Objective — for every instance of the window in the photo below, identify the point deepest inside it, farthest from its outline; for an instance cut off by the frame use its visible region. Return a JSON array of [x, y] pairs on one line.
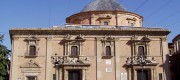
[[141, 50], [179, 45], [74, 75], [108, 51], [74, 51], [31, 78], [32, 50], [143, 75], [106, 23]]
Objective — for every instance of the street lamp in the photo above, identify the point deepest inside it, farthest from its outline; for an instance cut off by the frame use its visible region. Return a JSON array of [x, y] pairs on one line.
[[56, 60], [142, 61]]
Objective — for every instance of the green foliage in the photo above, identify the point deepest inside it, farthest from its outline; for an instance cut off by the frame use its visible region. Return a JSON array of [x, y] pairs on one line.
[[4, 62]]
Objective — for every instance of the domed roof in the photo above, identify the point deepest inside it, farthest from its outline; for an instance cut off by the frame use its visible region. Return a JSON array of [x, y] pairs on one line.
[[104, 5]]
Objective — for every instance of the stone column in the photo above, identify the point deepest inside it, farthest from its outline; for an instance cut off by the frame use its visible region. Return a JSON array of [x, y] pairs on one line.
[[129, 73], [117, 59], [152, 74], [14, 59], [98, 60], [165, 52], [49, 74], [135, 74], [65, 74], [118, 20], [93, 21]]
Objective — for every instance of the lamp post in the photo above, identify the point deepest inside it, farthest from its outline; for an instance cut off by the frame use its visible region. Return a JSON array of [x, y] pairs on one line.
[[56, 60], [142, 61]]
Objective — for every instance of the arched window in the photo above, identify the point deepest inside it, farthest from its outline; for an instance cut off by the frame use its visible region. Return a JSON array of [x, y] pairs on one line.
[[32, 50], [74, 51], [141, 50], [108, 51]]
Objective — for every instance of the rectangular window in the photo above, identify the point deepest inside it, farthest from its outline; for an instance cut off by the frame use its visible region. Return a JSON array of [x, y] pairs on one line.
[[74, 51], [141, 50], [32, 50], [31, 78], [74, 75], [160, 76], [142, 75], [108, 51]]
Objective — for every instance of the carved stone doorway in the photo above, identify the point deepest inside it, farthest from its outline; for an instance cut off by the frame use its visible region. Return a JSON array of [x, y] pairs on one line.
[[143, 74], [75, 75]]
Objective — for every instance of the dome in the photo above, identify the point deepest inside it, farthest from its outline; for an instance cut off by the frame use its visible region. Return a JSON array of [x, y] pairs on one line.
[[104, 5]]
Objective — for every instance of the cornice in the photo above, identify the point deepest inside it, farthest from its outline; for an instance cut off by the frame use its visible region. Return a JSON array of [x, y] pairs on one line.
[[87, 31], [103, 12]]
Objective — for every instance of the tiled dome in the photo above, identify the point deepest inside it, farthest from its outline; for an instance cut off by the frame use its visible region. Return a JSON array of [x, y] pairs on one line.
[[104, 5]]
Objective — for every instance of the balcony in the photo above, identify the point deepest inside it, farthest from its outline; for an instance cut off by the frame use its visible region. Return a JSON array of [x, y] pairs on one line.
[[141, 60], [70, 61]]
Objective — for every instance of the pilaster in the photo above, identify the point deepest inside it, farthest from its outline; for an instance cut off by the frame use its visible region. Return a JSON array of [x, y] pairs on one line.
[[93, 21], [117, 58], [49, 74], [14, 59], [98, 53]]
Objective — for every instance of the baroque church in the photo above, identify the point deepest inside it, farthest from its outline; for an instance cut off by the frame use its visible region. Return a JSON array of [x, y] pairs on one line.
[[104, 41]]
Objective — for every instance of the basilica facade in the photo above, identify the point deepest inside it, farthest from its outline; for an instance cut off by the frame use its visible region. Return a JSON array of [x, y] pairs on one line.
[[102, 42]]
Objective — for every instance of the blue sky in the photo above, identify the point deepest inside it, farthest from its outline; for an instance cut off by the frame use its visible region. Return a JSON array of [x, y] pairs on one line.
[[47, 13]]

#####

### Goal
Replace each "photo" in the rows above with "image", and give the rows again otherwise unchanged. Leave the pictures out.

### Answer to the task
Objective — for every instance of the window in the image below, identify the point deepest inside it, farthest from its outline; for an instance cut off by the frame use its visible region. Return a JSON array of [x, y] pairs on one line.
[[141, 50], [179, 45], [74, 75], [108, 51], [74, 51], [31, 78], [32, 50], [143, 75], [106, 23]]
Objective — for every instance of the street lamp in the image above, identify the point deepest inside it, farthest from its outline; for an instance cut off by the frame use its visible region. Return a JSON array of [x, y] pairs on one line.
[[56, 60], [142, 61]]
Objective — for every instance of the green foliage in the image above, identify the point deepest inside it, farthest from its outline; for an instance cut off by the frame use its visible region. Return a JSON array of [x, y] pairs on one line.
[[4, 62]]
Objective — for every instance of the domed roof in the image above, identify the point deepest inside it, farthest from its outline; for an instance cut off by the frame use its visible region. Return a JSON array of [x, y] pairs on one line.
[[104, 5]]
Objective — for every instance of the stone column in the image above, identify the point deepest inside it, farthest from its outline; for an instance cut off by the frame use its visible region. Return a JSON array of [x, y] pairs on one line.
[[129, 73], [117, 59], [152, 74], [14, 59], [98, 60], [165, 52], [49, 74], [135, 74], [65, 74], [118, 20], [93, 21]]
Objective — for every instance of the lamp post in the image above, identify the point deepest inside it, farthest from its outline; for an instance cut off by the frame use its visible region. Return a JSON array of [x, y] pairs on one line.
[[56, 60], [142, 61]]
Objective — for every instance of the arched window in the image above, identify the point deepest inside it, farthest from its outline; for an instance cut off by the frame use its visible region. Return a JSON array of [x, y] pairs on one line.
[[32, 50], [74, 51], [141, 50], [108, 51]]
Objective — for every instance of the rectangular window in the image above, identify the point deepest inside it, farthest from its outline; for an instance cut off by the frame use its visible region. Return a JSON array of [x, y] pairs on one line.
[[74, 51], [141, 50], [32, 50], [31, 78], [74, 75], [160, 76], [142, 75], [108, 51]]
Objective — for every instance of the carved stone doorway in the image above, identify the point deepest inside it, farthest from its outline; for an instance cut off by the frame use its visible region. Return a JSON array of [x, y] pairs on one line.
[[143, 74], [75, 75]]
Objective — for every instance of the dome in the image above, identify the point deepest inside it, farthest from its outline; for an instance cut off by the frame use its visible region. Return a JSON array of [x, y] pairs on one line.
[[104, 5]]
Objective — for every instance of the cornice in the image above, identify the point deepest inside it, farthest from its outline; for an instance cut off by the frame use its visible region. Return a JSON array of [x, y] pairs on one line.
[[87, 31], [103, 12]]
Objective — for every instance of the tiled dome in the image above, identify the point deepest inside it, farthest from its outline; for an instance cut off by the frame use its visible region. Return a JSON array of [x, y] pairs on one line.
[[104, 5]]
Objective — for every instance of the balcony in the image above, identify the point deepest inside it, farthest from its outline; for an instance cut off by the frame use its visible region. Return a JSON array of [x, y] pairs on one line.
[[141, 60], [70, 61]]
Objective — for every instance of the pilaster in the image above, identify the point deepest inside it, farthest from its outline; for an instance cut off by the frame use its visible region. Return a JSON array of [x, y] pairs on one line.
[[93, 21], [117, 58], [49, 74], [14, 59], [98, 53]]
Objective — for every instance of the baroque church in the image above, identify the point deepest inside it, farthest from its outline; for an instance cut off by the frame use its visible region. Return a JSON array of [x, y] pairs on one line.
[[104, 41]]
Objective — for every instance of the basilica facade in the image above, identify the point deepest inside it, farthest from its outline; for an instance cut off by the frame use its visible region. Return a JSON array of [x, y] pairs on one line.
[[102, 42]]
Objective — for every instance of the blue sky in the image above, identify the point deepest inside it, farthest from its outline; for an instance cut off by the frame use its visible region. Return a JSON array of [x, y] pairs on one line.
[[47, 13]]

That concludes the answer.